Görev tanımı A: Kayıtlarda "concrete" kelimesini içeren her satırı belirleyip kopyalayın. Büyük-küçük harf farkı dikkate alınmalıdır.
Görev tanımı B: İşe iade davasına ilişkin Yargıtay kararının devamını yazın.

Kaynak alıntısı:
+--

Abaküs Yazılım
22. Hukuk Dairesi
Esas No: 2018/4636
Karar No: 2018/13333
Karar Tarihi: 29.05.2018

Yargıtay 22. Hukuk Dairesi 2018/4636 Esas 2018/13333 Karar Sayılı İlamı

22. Hukuk Dairesi         2018/4636 E.  ,  2018/13333 K.

    "İçtihat Metni"



    BÖLGE ADLİYE
    MAHKEMESİ : ... 3. Hukuk Dairesi
    DAVA TÜRÜ : İŞE İADE

    Taraflar arasında görülen dava sonucunda verilen kararın, temyizen incelenmesi davalı vekili tarafından istenilmekle, temyiz talebinin süresinde olduğu anlaşıldı. Dava dosyası için Tetkik Hakimi ... tarafından düzenlenen rapor dinlendikten sonra dosya incelendi, gereği konuşulup düşünüldü:

    Y A R G I T A Y K A R A R I

    Davacı İsteminin Özeti:
    Davacı vekili, davalı şirketin fabrikasında montaj işçisi olarak 27.03.2008 tarihinde işe başladığını...akdinin haksız olarak davalı işyerinde üretim sayılarının düşmesi neticesinde oluşan istihdam fazlası neticesinin bahane edilerek feshedildiği 14.11.2016 tarihine kadar aralıksız çalıştığını...akdinin davalı işveren tarafından asılsız itham ve gerekçe gösterilerek feshedildiğini, davacının iş akdinin her ne kadar istihdam fazlası gerekçe gösterilerek feshedilmiş ise de, halen yeni işçi alımı yapıldığını 2017/3 ayında büyük alım yapılacağının duyum alındığını, davalı işverence feshin son çare ilkesine uyulmadığını, ayrıca dava tarihi itibariyle işyerinde çalışan işçilerde fazla çalışmanın devam ettirildiğini beyan ederek feshin geçersizliğine ve işe iadesine karar verilmesini... başlatılmama halinde ödenmesi gereken tazminat ile boşta geçen süre ücret ve diğer haklarının belirlenmesini istemiştir.

+--

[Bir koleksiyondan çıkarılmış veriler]
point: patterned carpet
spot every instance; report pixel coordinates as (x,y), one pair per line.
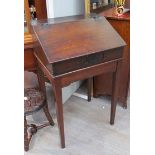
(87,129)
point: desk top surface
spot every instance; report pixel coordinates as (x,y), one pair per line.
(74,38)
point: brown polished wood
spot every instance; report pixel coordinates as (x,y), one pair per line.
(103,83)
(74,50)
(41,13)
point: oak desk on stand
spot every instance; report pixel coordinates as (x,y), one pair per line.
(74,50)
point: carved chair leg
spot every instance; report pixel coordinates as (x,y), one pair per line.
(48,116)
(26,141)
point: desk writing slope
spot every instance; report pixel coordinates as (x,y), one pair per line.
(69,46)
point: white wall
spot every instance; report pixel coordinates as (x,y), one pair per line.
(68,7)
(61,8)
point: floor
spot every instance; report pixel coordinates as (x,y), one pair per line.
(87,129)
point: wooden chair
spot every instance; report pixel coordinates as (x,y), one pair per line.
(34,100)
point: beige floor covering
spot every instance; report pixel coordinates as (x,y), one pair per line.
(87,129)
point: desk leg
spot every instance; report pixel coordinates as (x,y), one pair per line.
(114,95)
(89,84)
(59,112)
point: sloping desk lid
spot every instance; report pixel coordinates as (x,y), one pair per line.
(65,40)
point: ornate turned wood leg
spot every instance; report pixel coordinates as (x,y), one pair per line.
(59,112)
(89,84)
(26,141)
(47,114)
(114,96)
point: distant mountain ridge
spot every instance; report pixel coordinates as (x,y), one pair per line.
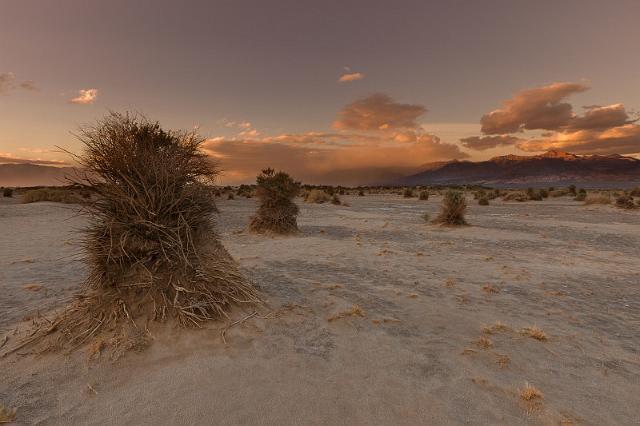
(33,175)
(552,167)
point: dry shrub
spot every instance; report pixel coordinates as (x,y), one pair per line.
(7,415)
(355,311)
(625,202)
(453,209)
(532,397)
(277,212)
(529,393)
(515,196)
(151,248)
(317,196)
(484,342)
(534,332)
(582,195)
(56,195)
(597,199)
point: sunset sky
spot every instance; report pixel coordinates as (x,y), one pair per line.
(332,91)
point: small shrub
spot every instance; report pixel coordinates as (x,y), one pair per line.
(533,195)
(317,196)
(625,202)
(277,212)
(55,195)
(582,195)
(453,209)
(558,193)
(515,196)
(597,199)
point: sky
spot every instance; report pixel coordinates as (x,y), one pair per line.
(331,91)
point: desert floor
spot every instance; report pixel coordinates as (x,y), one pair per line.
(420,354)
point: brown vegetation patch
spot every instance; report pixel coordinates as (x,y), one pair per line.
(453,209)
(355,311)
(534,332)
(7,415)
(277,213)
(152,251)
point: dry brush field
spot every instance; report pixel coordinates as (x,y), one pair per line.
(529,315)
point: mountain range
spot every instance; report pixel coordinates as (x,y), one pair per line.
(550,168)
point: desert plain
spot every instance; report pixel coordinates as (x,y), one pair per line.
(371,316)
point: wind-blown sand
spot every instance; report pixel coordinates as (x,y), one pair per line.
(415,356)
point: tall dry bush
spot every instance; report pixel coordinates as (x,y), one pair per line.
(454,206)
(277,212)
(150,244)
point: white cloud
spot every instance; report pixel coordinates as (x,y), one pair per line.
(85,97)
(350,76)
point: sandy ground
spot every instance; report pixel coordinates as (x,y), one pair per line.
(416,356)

+--

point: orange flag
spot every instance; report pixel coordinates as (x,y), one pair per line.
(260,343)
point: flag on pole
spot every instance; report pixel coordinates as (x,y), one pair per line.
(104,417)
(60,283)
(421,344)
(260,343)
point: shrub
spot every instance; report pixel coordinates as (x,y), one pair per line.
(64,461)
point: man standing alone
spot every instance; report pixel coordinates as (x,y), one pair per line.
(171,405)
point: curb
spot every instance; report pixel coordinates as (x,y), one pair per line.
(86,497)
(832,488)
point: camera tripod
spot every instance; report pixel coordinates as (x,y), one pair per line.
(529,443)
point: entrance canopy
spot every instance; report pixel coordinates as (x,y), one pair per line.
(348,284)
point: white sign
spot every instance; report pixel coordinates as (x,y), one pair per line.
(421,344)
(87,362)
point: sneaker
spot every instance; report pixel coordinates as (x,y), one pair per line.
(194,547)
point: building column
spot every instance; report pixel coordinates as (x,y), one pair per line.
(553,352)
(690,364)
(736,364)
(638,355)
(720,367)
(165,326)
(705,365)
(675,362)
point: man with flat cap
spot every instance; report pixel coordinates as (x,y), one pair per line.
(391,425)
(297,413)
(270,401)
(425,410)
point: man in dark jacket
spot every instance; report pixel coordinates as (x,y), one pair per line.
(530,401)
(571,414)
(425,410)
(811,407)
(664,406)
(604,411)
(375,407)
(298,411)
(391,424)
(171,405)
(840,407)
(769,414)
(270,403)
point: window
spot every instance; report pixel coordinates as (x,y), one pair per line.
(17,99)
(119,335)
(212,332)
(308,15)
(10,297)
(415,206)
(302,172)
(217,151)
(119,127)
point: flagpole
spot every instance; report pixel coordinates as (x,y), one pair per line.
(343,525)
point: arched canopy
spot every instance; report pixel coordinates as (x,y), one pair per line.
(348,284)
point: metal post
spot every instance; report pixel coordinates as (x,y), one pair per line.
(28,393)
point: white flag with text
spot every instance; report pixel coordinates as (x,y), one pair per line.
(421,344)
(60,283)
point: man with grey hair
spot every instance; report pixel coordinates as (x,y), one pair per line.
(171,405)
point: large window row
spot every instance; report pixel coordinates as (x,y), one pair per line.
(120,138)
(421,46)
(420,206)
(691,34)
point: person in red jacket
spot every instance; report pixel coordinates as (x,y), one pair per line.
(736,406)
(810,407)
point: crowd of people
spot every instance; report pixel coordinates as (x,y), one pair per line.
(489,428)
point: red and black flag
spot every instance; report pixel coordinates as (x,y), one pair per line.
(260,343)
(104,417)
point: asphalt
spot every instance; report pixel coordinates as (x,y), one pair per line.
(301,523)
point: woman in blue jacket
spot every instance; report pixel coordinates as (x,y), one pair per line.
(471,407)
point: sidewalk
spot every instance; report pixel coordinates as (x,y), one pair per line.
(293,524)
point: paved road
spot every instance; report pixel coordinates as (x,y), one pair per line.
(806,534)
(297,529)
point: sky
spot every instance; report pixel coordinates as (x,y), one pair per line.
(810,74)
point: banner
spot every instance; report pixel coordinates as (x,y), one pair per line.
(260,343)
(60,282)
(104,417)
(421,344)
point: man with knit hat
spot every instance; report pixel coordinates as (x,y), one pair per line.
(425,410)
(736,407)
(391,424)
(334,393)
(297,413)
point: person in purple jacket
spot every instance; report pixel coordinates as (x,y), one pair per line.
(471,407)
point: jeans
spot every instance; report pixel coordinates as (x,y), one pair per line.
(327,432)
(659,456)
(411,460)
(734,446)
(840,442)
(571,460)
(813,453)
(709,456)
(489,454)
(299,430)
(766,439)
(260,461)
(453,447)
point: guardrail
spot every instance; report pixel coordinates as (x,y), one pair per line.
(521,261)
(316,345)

+--

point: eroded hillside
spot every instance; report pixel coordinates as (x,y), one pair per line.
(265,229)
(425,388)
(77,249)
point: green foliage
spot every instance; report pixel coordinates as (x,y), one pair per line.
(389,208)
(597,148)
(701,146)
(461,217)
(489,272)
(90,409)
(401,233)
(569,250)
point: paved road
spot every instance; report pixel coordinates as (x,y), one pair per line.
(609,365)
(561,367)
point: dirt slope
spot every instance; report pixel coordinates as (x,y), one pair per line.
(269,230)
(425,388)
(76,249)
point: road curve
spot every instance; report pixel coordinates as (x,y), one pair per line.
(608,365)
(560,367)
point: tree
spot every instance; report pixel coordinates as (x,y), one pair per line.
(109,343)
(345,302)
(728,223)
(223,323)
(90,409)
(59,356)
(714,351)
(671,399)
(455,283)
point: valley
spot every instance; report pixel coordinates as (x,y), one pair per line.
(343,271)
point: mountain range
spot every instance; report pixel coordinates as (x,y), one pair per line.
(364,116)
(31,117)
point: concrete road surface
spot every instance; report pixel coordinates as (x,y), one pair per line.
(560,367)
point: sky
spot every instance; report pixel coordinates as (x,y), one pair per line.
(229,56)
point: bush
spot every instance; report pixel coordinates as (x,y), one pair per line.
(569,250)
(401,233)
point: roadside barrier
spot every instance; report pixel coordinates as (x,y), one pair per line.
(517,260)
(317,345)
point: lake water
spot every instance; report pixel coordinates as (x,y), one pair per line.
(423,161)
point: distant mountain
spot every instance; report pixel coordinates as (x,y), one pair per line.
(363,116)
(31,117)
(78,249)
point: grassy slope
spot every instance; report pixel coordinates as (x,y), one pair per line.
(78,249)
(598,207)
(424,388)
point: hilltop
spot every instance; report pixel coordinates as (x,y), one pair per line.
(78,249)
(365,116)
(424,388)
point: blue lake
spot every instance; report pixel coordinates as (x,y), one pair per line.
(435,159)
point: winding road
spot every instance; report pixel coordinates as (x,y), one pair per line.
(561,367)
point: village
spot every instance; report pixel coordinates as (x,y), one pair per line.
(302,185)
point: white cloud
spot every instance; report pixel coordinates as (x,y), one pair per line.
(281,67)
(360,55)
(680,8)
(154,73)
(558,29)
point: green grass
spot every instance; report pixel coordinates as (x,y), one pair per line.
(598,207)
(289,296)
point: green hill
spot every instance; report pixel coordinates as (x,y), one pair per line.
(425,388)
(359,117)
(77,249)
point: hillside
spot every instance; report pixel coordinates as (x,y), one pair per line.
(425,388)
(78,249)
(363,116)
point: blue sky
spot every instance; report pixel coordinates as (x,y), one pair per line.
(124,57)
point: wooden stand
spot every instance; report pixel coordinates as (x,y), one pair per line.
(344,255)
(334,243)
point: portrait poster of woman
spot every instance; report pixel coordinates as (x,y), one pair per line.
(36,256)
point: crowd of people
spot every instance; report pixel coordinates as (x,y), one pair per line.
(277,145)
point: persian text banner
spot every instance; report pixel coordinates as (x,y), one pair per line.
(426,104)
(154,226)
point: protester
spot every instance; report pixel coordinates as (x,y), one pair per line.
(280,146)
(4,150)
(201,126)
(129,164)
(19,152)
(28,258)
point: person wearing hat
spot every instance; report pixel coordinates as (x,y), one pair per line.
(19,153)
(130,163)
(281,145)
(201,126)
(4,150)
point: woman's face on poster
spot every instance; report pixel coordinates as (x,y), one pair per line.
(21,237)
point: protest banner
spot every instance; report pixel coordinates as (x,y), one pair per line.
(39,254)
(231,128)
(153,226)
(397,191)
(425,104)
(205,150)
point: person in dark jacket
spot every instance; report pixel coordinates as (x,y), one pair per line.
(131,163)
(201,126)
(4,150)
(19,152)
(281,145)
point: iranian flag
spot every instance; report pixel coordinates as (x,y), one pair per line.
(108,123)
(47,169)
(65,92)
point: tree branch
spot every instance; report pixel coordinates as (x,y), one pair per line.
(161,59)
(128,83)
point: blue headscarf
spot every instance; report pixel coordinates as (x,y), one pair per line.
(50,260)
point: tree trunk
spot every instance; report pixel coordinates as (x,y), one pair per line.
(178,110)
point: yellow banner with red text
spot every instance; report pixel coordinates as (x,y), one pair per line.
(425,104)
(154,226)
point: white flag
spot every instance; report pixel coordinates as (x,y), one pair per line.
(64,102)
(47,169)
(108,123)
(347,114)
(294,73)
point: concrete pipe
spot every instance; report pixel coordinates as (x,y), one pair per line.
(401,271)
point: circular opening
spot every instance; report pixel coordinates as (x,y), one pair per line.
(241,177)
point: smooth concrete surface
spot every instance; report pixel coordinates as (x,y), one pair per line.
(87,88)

+--

Alıştırma cevabı A:
point: concrete road surface
point: concrete pipe
point: smooth concrete surface

Alıştırma cevabı B:
    Davalı Cevabının Özeti:
    Davalı vekili, davacının işveren firmada 27.03.2008 tarihinden...akdinin geçerli nedenle 14.11.2016 tarihinde feshedilene kadar çalıştığını, davacının iş akdinin fesih sebebinin işveren firmanın üretim sayılarının düşmesi, ekonomik sıkıntı ile birlikte fabrikada istihdam fazlasının meydana gelmesi olduğunu, davalı müvekkili şirketin davacının iş akdini İş Kanunu"nun 17 ve 18. maddeleri uyarınca şirketin pazar payının düşmesi, siparişlerin azalması ve buna bağlı ekonomik geçerli sebeplerle feshettiğini, davalı şirketin ekonomik güçlükler nedeniyle toplu işçi çıkarmaları yaptığını, 149 işçinin iş akdinin feshetmek zorunda kaldığını, davacının da bu işçilerden birisi olduğunu ve iş akdinin geçerli sebeple feshedildiğini belirterek davanın reddini talep etmiştir.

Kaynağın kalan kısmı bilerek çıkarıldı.